● GOAL OF THE EXERCISE: In the items starting at the line containing "For the benchmark, mark every instance of the dam in" and ending at the line containing "[[288, 97]]", swap "benchmark" for "test set" and reproduce only those lines with everything else unchanged.

** start of GIVEN DATA **

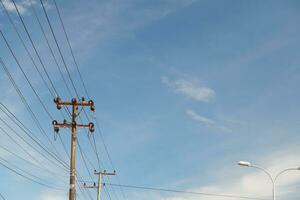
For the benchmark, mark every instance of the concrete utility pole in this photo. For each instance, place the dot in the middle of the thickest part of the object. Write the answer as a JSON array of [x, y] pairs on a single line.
[[99, 186], [73, 126]]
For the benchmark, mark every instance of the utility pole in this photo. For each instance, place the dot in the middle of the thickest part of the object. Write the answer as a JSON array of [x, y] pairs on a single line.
[[99, 186], [73, 126]]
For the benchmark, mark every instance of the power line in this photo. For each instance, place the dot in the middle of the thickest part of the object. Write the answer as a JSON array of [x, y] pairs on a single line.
[[2, 197], [24, 101], [25, 130], [185, 192], [59, 49], [33, 45], [86, 91], [49, 46], [25, 47]]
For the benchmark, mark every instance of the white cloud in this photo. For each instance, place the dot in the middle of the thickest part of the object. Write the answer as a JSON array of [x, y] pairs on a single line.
[[52, 197], [11, 8], [190, 89], [206, 121], [200, 118], [252, 182]]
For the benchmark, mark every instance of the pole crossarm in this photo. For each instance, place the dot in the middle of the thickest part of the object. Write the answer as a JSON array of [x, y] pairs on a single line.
[[73, 126], [98, 186]]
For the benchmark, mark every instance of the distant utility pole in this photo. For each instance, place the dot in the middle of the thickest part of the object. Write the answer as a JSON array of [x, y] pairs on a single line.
[[73, 126], [99, 186]]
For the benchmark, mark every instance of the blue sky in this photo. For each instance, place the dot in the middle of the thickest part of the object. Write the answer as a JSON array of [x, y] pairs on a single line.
[[183, 90]]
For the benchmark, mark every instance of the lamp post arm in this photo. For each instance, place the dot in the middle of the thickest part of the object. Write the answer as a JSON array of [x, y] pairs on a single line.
[[283, 171], [265, 171]]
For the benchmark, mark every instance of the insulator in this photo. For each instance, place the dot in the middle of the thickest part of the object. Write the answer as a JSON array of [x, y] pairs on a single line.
[[91, 102], [56, 129], [56, 100], [91, 127], [73, 123], [92, 108]]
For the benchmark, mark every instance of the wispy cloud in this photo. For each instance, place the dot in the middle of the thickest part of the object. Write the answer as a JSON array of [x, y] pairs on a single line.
[[190, 89], [206, 121], [11, 8]]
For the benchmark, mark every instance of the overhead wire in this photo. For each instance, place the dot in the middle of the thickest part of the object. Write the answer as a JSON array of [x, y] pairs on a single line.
[[25, 47], [2, 197], [85, 89], [24, 101], [186, 192]]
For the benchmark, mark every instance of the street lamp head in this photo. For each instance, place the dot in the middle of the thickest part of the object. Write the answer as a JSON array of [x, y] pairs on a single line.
[[244, 164]]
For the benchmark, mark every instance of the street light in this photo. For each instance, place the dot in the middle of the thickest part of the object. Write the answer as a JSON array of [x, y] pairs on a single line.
[[273, 179]]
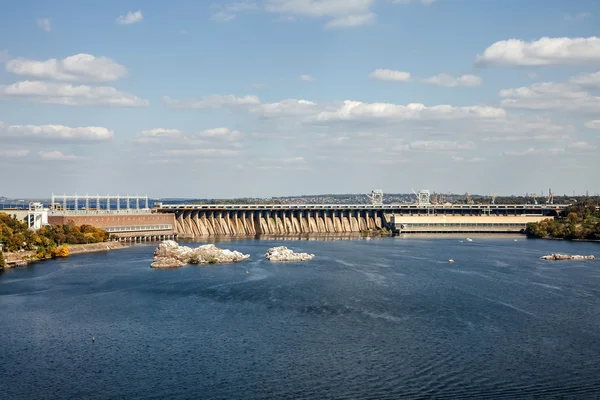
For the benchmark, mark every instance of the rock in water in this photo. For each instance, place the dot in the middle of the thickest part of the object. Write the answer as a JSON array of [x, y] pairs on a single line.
[[566, 257], [169, 254], [282, 253]]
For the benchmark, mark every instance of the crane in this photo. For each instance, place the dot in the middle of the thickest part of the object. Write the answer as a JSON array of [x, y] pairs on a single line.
[[469, 201]]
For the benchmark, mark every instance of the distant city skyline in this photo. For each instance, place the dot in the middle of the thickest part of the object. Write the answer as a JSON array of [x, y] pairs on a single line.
[[274, 98]]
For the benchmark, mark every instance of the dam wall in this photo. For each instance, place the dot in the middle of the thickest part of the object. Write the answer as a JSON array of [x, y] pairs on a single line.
[[276, 222], [197, 220]]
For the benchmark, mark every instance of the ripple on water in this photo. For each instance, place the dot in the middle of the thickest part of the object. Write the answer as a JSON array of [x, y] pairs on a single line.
[[376, 320]]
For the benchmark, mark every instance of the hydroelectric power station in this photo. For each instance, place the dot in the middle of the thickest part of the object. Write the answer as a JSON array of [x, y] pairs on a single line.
[[196, 220]]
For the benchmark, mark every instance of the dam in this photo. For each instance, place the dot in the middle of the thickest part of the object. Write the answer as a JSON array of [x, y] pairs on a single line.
[[197, 220]]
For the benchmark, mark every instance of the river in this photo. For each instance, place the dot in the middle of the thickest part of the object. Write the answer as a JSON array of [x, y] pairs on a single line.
[[384, 318]]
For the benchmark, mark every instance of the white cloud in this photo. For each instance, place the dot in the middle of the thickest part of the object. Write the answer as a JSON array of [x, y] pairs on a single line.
[[130, 18], [351, 21], [595, 124], [390, 75], [222, 16], [56, 156], [543, 52], [588, 79], [80, 67], [55, 132], [468, 160], [551, 96], [229, 12], [13, 153], [66, 94], [203, 152], [221, 133], [440, 145], [356, 110], [306, 78], [578, 17], [212, 101], [533, 151], [581, 145], [450, 81], [426, 2], [4, 56], [341, 13], [44, 24], [156, 135], [285, 108]]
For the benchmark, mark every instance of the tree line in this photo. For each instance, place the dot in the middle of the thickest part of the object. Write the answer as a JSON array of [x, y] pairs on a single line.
[[49, 240], [580, 221]]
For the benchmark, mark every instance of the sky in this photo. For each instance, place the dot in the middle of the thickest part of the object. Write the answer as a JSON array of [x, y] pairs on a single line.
[[288, 97]]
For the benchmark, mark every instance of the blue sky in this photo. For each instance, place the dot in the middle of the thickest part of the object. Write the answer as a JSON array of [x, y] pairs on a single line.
[[287, 97]]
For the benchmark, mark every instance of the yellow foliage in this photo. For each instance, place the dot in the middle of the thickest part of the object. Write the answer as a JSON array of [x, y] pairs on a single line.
[[63, 251]]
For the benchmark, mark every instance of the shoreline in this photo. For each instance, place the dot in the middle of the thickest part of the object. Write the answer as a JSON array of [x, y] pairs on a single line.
[[22, 259]]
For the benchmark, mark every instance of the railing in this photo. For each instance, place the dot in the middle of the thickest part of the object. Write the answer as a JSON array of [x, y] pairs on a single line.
[[165, 207], [141, 228], [99, 212]]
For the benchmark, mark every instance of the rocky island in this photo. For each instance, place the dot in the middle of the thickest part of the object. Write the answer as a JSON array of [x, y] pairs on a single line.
[[566, 257], [170, 254], [282, 253]]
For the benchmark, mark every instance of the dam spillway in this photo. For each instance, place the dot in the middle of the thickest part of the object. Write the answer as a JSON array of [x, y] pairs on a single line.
[[197, 220]]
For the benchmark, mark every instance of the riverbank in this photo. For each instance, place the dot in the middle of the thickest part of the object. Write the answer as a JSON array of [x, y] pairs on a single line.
[[20, 259]]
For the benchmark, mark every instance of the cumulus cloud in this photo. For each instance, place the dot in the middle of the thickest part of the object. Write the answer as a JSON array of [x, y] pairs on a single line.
[[588, 79], [56, 156], [578, 17], [468, 160], [130, 18], [543, 52], [534, 151], [581, 145], [350, 21], [13, 153], [285, 108], [44, 24], [212, 101], [156, 135], [551, 96], [440, 145], [79, 67], [66, 94], [356, 110], [450, 81], [55, 132], [230, 11], [390, 75], [426, 2], [203, 152], [594, 124], [221, 133], [341, 13]]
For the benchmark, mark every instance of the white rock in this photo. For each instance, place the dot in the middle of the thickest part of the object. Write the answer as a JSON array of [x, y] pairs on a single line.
[[558, 256], [170, 254], [282, 253]]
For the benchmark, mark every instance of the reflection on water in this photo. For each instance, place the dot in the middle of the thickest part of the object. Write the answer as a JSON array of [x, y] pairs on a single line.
[[385, 318]]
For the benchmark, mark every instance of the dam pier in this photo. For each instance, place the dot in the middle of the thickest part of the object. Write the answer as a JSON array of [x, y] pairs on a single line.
[[197, 220]]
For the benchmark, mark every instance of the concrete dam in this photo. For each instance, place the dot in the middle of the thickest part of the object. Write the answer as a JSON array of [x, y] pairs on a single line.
[[192, 220]]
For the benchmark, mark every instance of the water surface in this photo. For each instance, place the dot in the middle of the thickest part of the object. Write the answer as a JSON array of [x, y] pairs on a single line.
[[371, 319]]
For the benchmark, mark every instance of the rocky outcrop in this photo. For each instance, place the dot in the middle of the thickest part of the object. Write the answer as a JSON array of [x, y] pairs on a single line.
[[566, 257], [169, 254], [282, 253]]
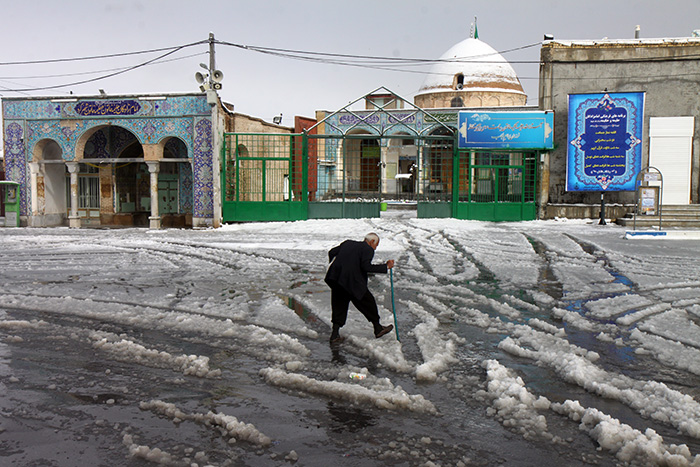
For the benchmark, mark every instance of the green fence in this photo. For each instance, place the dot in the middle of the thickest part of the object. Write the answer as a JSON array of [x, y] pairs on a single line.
[[264, 177]]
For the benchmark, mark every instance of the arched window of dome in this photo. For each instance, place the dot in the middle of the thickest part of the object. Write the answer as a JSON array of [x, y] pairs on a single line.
[[459, 81]]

** end of GIVEN DATA **

● WORKED SOLUTION:
For the test set, mark every instance of the dam in this photo. For each instance, place the dot in the middle of the thickest part of the object. Write the answer as a JSON array of [x, y] pairs on a single line.
[[197, 220]]
For the test set, mark every instance of the river in this photo. For each instance, place the dot in the middle of the thickest part of the object. Write the answer as a JSON array of [x, y] pairs on a single line.
[[384, 318]]
For the test set, mark every instance of the white cloud in this photo. For each instance, place the dot in the middle of the thickest part of the object. Write the answer as a JSON array of [x, y] pairs on a single line.
[[130, 18], [351, 21], [595, 124], [390, 75], [222, 16], [56, 156], [543, 52], [588, 79], [80, 67], [55, 132], [468, 160], [551, 96], [229, 12], [13, 153], [66, 94], [203, 152], [221, 133], [440, 145], [356, 110], [306, 78], [578, 17], [212, 101], [533, 151], [581, 145], [450, 81], [426, 2], [4, 56], [341, 13], [44, 24], [156, 135], [285, 108]]
For the test set, mark every instance of the tree line in this photo. For each instance, place the dot in the middle of the thickest part of the object. Write the answer as a JSON array of [x, y] pairs on a single line.
[[49, 240], [580, 221]]
For the test set, mark every instance of the sky in this photo. For each instance, place the dot in the middle of the thickest part of the object. Write the answer as a JSON array of [x, y] pairs on a single line.
[[288, 97]]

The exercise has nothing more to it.